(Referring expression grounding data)
★ ★ ★ ★ ★ ★ ★

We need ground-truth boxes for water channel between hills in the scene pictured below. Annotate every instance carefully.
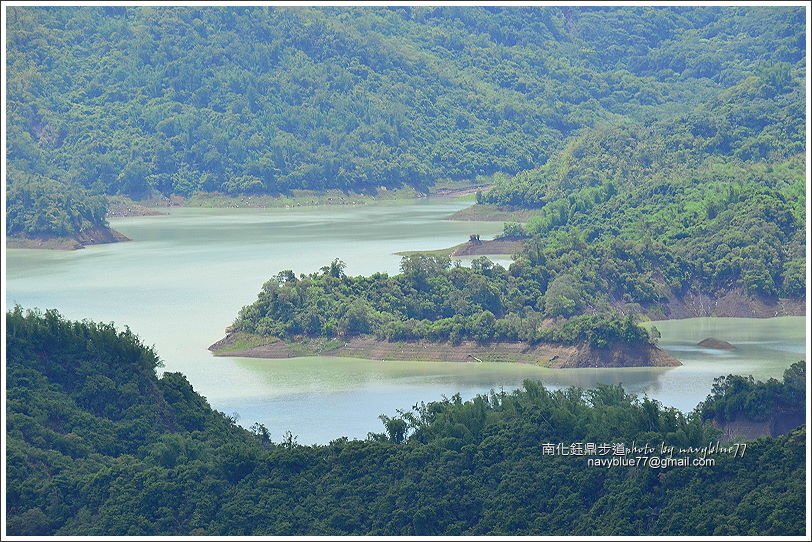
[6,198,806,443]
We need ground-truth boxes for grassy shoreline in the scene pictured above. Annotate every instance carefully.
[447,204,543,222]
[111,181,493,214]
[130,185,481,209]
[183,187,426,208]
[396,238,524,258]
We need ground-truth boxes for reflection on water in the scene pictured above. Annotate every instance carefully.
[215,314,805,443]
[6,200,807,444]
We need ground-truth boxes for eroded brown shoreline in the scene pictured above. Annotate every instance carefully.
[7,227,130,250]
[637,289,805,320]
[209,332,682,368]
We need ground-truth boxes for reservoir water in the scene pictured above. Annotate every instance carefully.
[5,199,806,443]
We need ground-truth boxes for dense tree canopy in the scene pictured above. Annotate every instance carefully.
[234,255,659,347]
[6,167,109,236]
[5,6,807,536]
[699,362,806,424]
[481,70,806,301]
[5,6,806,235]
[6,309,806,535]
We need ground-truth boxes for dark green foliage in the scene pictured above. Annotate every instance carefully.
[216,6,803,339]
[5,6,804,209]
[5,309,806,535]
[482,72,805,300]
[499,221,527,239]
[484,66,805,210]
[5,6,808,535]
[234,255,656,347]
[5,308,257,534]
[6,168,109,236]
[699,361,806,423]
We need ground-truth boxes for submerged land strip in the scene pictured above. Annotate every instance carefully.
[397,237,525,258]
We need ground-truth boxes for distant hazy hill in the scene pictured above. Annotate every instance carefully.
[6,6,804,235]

★ ★ ★ ★ ★ ★ ★

§ Work instructions: Transcribe all lines above exactly, skipping pictures.

§ Completed exercise:
We need ground-truth boxes for water channel between hills in the scene pictured below. Annotate every instance carefully.
[6,198,806,443]
We need ground-truth boxes for grassy shoreline in the scene pictured above. Annotate every instance carefully.
[447,204,543,222]
[111,181,493,214]
[130,185,481,209]
[183,187,426,208]
[396,238,524,258]
We need ground-truth boxes for reflection on water in the scene pictured above. Annotate every instance carefully.
[215,314,805,443]
[6,200,807,444]
We need ground-truth boxes for eroded brown shoreline in the scene pictured above. Annotate every instance carefully.
[7,227,130,250]
[637,289,805,320]
[209,332,682,368]
We need ground-truth boxes for reservoir water in the scene pictured above. Annotate every instance carefully.
[5,199,806,443]
We need ground-truth boxes for dense tree canopy in the scene pictured above. Annotate every instance carefully.
[234,255,659,347]
[6,167,109,236]
[5,6,807,536]
[699,362,806,424]
[481,70,806,301]
[5,6,806,235]
[6,309,806,535]
We need ground-truth boxes for dark green foliage in the scene pictured above. Annotate every instance carefully.
[216,6,803,339]
[5,6,804,209]
[5,309,806,535]
[482,72,805,300]
[499,221,527,239]
[484,66,805,210]
[5,6,808,535]
[234,255,656,347]
[5,308,257,534]
[6,168,109,236]
[699,361,806,423]
We need ground-truth boxes for submerged land strip in the scene pictured above. Annotate every instance carefully.
[397,237,525,258]
We need ground-truth boxes for distant hazy hill in the scene pictured above. Annotate every instance carefully.
[6,6,804,235]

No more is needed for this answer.